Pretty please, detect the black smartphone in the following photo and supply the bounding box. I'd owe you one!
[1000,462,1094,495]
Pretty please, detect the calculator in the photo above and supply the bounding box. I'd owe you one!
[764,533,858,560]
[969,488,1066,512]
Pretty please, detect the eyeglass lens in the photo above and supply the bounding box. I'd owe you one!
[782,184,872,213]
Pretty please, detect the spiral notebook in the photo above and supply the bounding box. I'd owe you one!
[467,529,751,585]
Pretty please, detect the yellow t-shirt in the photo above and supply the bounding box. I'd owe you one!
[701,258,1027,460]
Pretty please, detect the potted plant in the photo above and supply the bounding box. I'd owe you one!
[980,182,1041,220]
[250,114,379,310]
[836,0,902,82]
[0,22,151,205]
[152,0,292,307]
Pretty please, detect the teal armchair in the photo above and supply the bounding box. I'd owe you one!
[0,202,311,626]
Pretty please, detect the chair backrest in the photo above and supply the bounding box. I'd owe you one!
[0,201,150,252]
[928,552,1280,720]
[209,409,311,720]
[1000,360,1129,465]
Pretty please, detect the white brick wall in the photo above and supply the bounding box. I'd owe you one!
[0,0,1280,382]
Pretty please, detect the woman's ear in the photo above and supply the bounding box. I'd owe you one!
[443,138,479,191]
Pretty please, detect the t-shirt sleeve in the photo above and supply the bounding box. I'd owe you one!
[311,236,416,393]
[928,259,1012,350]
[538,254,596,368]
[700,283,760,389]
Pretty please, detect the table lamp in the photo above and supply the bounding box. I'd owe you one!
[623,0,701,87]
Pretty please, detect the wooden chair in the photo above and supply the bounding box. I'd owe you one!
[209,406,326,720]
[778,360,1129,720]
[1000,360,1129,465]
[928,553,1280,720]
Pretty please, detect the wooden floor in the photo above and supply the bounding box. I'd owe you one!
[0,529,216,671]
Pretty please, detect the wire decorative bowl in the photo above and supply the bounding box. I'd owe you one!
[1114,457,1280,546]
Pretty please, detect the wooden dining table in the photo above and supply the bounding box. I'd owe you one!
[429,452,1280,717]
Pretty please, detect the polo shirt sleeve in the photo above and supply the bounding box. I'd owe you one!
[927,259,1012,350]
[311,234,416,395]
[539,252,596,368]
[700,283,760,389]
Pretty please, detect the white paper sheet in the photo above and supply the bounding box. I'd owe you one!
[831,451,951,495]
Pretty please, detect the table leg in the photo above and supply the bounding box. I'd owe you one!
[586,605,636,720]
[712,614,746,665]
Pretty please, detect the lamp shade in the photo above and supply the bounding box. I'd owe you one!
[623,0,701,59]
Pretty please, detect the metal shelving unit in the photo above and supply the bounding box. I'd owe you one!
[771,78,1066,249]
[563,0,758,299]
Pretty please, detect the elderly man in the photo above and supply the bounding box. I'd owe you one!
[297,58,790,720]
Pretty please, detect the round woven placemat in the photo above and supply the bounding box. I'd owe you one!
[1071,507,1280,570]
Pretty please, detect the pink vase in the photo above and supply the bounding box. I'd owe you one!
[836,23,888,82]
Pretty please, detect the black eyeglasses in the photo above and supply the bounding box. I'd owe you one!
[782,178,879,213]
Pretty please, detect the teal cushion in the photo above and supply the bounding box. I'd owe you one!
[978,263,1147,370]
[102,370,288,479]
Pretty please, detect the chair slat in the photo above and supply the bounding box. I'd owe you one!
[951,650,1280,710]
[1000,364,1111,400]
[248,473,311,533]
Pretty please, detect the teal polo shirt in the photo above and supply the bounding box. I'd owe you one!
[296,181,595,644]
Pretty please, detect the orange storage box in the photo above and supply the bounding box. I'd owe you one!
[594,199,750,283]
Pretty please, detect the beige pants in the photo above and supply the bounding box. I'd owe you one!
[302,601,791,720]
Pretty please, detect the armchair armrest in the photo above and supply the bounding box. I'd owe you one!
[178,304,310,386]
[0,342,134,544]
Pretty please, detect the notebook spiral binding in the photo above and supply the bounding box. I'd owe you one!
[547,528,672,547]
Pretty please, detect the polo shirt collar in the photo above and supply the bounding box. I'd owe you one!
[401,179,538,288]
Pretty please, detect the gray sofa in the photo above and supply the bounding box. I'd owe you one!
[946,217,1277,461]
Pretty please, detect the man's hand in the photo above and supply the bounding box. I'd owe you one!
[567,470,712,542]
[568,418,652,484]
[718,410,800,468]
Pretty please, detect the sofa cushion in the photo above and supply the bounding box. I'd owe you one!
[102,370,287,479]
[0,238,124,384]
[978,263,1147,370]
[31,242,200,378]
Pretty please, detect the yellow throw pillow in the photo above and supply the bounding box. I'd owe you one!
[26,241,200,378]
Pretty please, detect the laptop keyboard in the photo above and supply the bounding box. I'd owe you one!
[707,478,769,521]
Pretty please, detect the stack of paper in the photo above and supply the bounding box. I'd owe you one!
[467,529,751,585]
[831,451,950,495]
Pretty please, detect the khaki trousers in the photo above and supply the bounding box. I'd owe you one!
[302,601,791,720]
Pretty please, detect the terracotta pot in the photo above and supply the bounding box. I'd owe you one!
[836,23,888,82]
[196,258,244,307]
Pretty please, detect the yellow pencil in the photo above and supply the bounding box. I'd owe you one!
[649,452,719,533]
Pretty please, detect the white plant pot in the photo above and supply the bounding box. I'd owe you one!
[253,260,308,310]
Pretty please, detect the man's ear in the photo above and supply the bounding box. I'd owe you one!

WHAT YOU HAVE TO DO »
Pick out every line in the items above that contains the string "yellow" with matching case, and copy each of those lines.

WRITTEN SOLUTION »
Pretty please, detect the yellow t-shirt in the photo above and supply the bounding box. I'd owe you one!
Pretty please, detect the yellow throw pillow in the photo above and supply the bounding box. I'd owe you one!
Pretty please, detect the yellow pencil in the photo above and supply the bounding box. I'd owe you one!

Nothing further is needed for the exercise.